Work request 1: Name every state that the COVID prison testing post says carried out mass testing.
Work request 2: Write out the COVID prison testing post between "noted here some months" and "the community rate.", inclusive, and swap "prisons" for "correctional facilities" throughout.

Excerpted text:
■ ■ ■ ■

CCJ's National Commission on COVID-19 and Criminal Justice releases "Impact Report: COVID-19 Testing in State Prisons"

noted here some months ago that the Council on Criminal Justice (CCJ) had launched an important, timely and impressive new commission titled the "National Commission on COVID-19 and Criminal Justice" and headed by two former US Attorneys General.  That commission has already helped produce a number of important works (examples here and here and here), and I see that it released today this notable new report on COVID testing in prisons.  Here are the highlights as set forth in the relatively short report (with emphasis in original):


+ As of February 16, 2021, one of every three prisoners in 32 states with available testing data tested positive for COVID-19 — more than four times the rate outside of prisons.  Additionally, the COVID-19 death rate inside prisons is more than three times the community rate.

+ There was substantial variation across state prison systems in testing rates. Of the 32 states, three had testing rates of 1,000 per 1,000 individuals incarcerated, or lower (less than one test per person), while six had rates of 10,000 or higher (10 or more tests per individual).

+ Higher testing rates and, in particular, mass testing, especially in states that implemented this strategy early in the pandemic, likely resulted in lower rates of COVID-19 mortality behind bars. It is possible that early detection of coronavirus infections led to more and better prevention and treatment measures that improved outcomes.

  • States with lower disparities between prison and community death rates tested prison residents at rates that were nearly double those of states with higher prison/community disparities.  Positivity rates for lower-disparity states were almost half as high.
  • States that did not use a mass-testing strategy for their incarcerated populations had COVID-19 death rates among incarcerated people that were nearly eight times the death rate for non-incarcerated populations similar in age, gender, and race/ethnicity.  This disparity was cut in half in states that implemented a mass testing strategy.

+ Four states that carried out mass testing — Colorado, Connecticut, Michigan, and Vermont — varied in their specific protocols but had relatively good COVID-19 outcomes compared to other state prison systems.

+ Taken together, the evidence suggests that more testing, early testing, and early mass testing may have been strategies that helped states achieve lower rates of COVID-19 mortality behind bars, although causality cannot be conclusively established.

■ ■ ■ ■

Saved data entries:
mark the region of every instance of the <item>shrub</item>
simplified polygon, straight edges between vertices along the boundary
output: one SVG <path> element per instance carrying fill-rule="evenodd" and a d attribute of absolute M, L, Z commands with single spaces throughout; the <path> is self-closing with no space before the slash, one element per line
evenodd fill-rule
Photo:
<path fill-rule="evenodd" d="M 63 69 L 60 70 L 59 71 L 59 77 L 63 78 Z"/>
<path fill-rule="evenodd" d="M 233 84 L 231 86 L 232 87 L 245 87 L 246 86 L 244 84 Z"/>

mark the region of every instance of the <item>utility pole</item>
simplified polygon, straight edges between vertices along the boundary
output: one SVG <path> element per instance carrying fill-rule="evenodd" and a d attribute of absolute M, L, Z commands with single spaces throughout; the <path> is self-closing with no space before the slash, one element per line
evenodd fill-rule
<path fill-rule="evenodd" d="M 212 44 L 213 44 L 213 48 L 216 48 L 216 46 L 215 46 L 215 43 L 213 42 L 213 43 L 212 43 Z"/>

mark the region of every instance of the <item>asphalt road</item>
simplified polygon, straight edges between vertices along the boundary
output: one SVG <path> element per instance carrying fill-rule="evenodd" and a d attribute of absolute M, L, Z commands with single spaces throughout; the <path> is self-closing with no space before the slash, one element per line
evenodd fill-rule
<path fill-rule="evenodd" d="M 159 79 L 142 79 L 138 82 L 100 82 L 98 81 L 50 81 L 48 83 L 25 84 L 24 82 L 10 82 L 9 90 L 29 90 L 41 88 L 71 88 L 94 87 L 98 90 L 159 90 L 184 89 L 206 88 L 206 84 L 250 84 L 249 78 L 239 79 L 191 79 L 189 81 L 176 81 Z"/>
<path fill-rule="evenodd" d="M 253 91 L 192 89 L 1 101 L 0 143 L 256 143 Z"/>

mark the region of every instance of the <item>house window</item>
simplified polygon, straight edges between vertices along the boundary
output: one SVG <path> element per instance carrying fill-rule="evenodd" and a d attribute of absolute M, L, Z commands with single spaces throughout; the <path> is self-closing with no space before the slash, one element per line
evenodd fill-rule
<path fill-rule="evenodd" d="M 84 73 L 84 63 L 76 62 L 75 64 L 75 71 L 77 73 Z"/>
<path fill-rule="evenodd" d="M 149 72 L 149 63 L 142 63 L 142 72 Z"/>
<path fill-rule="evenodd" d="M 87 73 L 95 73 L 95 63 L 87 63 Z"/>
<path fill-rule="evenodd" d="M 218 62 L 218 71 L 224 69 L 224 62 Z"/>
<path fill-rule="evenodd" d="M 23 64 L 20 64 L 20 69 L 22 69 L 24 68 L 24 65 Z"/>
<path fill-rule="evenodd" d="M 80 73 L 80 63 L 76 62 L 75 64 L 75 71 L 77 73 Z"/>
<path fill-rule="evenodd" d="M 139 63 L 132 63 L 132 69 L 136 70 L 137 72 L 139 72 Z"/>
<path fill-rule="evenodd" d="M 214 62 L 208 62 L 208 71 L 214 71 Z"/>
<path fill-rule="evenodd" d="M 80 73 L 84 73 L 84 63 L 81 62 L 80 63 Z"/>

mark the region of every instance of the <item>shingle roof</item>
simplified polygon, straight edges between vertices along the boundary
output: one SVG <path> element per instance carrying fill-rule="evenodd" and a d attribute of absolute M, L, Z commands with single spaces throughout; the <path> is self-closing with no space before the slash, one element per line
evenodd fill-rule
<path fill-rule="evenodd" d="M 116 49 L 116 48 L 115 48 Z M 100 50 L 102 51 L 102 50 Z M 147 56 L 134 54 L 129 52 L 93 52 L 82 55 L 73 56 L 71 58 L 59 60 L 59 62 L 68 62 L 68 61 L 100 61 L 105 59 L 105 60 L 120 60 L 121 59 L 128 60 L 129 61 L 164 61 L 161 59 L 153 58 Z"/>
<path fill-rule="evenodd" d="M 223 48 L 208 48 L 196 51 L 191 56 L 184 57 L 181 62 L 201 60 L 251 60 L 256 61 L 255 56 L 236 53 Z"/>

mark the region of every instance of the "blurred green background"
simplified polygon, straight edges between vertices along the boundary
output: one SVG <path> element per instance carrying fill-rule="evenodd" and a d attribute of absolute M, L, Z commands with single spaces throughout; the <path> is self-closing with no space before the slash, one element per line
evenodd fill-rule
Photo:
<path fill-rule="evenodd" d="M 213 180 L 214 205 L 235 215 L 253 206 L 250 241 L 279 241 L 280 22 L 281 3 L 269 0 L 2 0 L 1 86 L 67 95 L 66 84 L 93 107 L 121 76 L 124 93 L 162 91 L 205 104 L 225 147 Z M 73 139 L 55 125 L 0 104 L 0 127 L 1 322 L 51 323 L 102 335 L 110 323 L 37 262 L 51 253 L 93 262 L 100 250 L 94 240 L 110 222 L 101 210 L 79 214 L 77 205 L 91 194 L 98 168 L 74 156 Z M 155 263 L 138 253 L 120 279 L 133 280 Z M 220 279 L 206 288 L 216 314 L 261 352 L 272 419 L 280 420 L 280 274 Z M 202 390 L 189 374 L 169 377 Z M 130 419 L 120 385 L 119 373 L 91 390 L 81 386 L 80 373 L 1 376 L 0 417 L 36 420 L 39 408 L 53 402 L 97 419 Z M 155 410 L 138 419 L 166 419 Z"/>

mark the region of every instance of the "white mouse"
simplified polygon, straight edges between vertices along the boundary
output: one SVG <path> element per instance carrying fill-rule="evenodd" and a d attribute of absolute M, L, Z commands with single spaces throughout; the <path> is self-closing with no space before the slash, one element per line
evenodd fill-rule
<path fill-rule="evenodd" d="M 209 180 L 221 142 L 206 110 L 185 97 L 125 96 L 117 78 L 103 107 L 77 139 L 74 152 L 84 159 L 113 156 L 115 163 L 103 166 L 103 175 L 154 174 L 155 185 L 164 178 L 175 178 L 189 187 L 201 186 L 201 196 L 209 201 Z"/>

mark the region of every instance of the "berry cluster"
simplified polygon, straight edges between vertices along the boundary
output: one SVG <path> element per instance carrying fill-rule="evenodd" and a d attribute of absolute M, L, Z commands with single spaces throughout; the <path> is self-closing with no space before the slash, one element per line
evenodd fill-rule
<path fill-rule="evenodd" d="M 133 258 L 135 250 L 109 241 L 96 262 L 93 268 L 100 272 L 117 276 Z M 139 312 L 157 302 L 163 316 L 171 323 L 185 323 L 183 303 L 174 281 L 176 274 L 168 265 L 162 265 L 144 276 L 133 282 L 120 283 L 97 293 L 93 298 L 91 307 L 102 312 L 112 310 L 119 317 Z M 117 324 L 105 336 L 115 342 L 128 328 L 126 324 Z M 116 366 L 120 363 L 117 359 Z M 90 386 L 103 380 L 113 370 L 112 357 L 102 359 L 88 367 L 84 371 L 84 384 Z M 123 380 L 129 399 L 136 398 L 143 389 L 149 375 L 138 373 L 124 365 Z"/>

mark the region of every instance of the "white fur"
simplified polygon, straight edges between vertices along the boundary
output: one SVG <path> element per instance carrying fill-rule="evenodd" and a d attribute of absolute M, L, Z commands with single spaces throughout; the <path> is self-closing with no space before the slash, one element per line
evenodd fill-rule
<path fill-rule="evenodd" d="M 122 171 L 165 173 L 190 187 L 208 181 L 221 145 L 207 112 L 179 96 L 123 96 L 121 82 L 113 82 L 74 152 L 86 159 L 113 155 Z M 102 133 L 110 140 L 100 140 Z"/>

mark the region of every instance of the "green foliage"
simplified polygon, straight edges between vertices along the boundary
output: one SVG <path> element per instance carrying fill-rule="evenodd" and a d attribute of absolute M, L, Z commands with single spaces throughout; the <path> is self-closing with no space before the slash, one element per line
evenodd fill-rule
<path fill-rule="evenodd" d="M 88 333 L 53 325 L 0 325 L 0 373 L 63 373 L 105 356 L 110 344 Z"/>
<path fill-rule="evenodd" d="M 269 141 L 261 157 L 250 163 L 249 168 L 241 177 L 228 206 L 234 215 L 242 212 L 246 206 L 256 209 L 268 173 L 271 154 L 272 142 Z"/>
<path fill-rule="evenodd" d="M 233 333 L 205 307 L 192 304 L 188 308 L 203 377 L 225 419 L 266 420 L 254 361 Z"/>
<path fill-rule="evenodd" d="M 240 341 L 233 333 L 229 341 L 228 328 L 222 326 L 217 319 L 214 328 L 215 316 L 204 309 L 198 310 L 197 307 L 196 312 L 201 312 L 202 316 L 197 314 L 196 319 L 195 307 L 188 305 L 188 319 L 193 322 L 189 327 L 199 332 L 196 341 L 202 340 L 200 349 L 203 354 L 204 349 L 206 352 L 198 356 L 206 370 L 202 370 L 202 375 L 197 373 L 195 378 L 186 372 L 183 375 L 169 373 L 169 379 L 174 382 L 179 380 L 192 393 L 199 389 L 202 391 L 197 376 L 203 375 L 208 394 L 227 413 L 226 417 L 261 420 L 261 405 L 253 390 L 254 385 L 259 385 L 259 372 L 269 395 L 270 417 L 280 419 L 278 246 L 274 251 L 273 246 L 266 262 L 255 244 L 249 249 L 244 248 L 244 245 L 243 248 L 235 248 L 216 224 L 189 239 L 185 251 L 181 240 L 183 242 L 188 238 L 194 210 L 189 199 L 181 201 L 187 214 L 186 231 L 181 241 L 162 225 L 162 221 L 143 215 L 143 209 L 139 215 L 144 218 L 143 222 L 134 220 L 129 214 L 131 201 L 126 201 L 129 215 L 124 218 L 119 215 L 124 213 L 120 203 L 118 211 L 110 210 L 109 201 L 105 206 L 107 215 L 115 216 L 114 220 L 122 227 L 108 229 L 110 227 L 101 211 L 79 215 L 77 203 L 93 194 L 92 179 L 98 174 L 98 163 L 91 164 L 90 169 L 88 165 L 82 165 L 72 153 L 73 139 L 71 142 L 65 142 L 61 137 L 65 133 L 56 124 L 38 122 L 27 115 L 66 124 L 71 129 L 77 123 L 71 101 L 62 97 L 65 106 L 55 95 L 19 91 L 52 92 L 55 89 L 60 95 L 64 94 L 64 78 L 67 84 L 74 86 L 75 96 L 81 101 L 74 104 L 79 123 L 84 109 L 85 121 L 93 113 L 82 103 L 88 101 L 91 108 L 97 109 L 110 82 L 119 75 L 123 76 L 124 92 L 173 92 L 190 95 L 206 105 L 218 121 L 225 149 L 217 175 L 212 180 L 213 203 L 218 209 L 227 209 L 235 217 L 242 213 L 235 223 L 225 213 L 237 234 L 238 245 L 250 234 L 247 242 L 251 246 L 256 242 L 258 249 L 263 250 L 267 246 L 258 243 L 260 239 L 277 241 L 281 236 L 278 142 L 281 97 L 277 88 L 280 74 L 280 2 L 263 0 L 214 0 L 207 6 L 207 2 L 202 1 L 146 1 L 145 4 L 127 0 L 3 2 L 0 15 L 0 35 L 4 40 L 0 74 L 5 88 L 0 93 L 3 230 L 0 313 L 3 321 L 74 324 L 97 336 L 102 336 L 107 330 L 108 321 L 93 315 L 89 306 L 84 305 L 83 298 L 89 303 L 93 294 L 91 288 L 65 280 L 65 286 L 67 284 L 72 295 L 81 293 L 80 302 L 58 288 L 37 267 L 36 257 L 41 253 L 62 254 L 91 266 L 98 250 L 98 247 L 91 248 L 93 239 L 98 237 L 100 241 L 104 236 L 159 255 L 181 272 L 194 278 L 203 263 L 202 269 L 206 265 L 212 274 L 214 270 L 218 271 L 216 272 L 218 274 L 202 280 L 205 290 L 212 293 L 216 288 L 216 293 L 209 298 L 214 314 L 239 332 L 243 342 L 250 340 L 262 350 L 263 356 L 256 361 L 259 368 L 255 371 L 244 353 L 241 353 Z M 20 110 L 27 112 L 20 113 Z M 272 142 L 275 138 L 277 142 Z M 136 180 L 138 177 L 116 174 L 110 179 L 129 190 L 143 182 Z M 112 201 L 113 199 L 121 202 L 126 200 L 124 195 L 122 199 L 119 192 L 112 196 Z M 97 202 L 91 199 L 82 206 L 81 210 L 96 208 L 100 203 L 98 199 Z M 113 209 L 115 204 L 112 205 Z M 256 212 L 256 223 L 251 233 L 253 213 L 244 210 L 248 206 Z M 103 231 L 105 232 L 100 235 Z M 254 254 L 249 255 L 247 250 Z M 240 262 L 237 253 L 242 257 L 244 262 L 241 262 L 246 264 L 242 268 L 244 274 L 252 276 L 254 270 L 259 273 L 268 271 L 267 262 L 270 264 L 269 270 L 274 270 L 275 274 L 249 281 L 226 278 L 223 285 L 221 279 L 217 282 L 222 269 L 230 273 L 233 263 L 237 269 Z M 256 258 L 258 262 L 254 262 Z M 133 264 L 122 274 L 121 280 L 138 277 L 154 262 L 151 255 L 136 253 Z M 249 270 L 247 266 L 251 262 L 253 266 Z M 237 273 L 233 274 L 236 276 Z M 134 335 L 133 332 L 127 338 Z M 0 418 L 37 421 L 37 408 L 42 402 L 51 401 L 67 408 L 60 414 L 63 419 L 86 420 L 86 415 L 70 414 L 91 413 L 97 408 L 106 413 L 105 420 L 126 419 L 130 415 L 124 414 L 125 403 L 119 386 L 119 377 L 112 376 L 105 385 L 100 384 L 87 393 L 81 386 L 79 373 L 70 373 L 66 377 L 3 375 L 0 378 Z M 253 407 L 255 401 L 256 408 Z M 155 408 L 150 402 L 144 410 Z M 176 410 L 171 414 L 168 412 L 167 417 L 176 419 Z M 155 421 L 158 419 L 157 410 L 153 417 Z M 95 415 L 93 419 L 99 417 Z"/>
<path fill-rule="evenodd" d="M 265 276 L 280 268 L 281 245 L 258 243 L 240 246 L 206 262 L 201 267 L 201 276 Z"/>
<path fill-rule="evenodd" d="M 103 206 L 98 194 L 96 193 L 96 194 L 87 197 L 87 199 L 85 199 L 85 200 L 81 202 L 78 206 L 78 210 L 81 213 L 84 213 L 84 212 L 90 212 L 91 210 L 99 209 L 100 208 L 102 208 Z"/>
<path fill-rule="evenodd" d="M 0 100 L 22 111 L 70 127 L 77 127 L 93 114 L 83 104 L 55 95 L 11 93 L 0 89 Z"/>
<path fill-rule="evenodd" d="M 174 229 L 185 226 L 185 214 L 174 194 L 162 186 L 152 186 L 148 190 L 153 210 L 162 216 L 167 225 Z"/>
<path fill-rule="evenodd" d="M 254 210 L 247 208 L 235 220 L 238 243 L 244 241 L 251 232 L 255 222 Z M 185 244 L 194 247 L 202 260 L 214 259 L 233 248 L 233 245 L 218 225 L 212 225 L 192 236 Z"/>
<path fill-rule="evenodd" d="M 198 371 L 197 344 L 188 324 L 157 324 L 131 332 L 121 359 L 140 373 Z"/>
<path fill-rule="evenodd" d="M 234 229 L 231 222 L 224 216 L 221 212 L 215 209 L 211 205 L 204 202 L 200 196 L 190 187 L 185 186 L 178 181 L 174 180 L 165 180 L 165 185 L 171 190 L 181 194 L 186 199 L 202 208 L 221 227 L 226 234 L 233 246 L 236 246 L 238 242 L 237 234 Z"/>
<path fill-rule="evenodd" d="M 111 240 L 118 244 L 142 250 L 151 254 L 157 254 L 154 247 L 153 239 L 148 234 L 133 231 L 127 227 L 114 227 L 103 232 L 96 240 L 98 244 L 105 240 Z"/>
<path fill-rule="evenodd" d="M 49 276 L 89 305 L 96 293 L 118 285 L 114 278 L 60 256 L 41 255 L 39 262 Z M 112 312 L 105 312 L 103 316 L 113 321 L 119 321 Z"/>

■ ■ ■ ■

Exercise result 1: Colorado, Connecticut, Michigan, Vermont

Exercise result 2:
noted here some months ago that the Council on Criminal Justice (CCJ) had launched an important, timely and impressive new commission titled the "National Commission on COVID-19 and Criminal Justice" and headed by two former US Attorneys General.  That commission has already helped produce a number of important works (examples here and here and here), and I see that it released today this notable new report on COVID testing in correctional facilities.  Here are the highlights as set forth in the relatively short report (with emphasis in original):


+ As of February 16, 2021, one of every three prisoners in 32 states with available testing data tested positive for COVID-19 — more than four times the rate outside of correctional facilities.  Additionally, the COVID-19 death rate inside correctional facilities is more than three times the community rate.